TRECHO SELECIONADO -
São versos de “Hino de Duran” de Chico Buarque de Holanda e faixa do álbum Ópera do Malandro, lançado em 1979 em plena ditadura. E, se parecem atuais em relação à imagem que é criada na grande imprensa dos encarcerados do “mensalão”, é porque eles tratam de um tema atemporal. Da prerrogativa dada aos poderosos de vigiar e punir os indivíduos sob seu poder. E porque não são outras as ações a que grande imprensa tem se dado ao trato, desde que Partido dos Trabalhadores assume algum cargo ou governo.

Tratamos aqui, portanto, do exercício do poder. Do uso da informação e dos meios de sua divulgação como exercício do poder.

Desde que o homem se organizou coletivamente e estabeleceu os códigos de conduta dentro dos grupos formados, a infração a esses códigos é motivo de punição. E decidir pela culpabilidade de um indivíduo externo a quem julga e lhe impor sofrimento em função disso é exercício de poder.

Supérfluo lembrar o quanto os meios de comunicação, e dentre eles a imprensa, em especial, exercem de poder sobre a sociedade na formação de consensos e definição de padrões de comportamento.

A imprensa, ao longo da história da humanidade, exerce o papel, entre outros, de tornar públicas as infrações e, através da pressão popular oriunda dessa publicidade, constranger os governantes a tomar providências que restaurem na sociedade a confiança na validade dos códigos estabelecidos. A punição dos infratores é uma das providências esperadas.

EXTRATO DOS DADOS -
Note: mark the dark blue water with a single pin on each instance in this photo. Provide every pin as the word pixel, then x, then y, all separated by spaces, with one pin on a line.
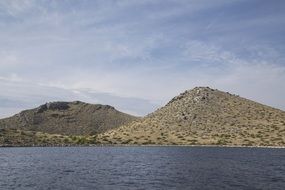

ENUNCIADO -
Transcreva integralmente, palavra por palavra, o trecho sobre a imprensa e o exercício do poder.

RESOLUÇÃO COMPLETA -
São versos de “Hino de Duran” de Chico Buarque de Holanda e faixa do álbum Ópera do Malandro, lançado em 1979 em plena ditadura. E, se parecem atuais em relação à imagem que é criada na grande imprensa dos encarcerados do “mensalão”, é porque eles tratam de um tema atemporal. Da prerrogativa dada aos poderosos de vigiar e punir os indivíduos sob seu poder. E porque não são outras as ações a que grande imprensa tem se dado ao trato, desde que Partido dos Trabalhadores assume algum cargo ou governo.

Tratamos aqui, portanto, do exercício do poder. Do uso da informação e dos meios de sua divulgação como exercício do poder.

Desde que o homem se organizou coletivamente e estabeleceu os códigos de conduta dentro dos grupos formados, a infração a esses códigos é motivo de punição. E decidir pela culpabilidade de um indivíduo externo a quem julga e lhe impor sofrimento em função disso é exercício de poder.

Supérfluo lembrar o quanto os meios de comunicação, e dentre eles a imprensa, em especial, exercem de poder sobre a sociedade na formação de consensos e definição de padrões de comportamento.

A imprensa, ao longo da história da humanidade, exerce o papel, entre outros, de tornar públicas as infrações e, através da pressão popular oriunda dessa publicidade, constranger os governantes a tomar providências que restaurem na sociedade a confiança na validade dos códigos estabelecidos. A punição dos infratores é uma das providências esperadas.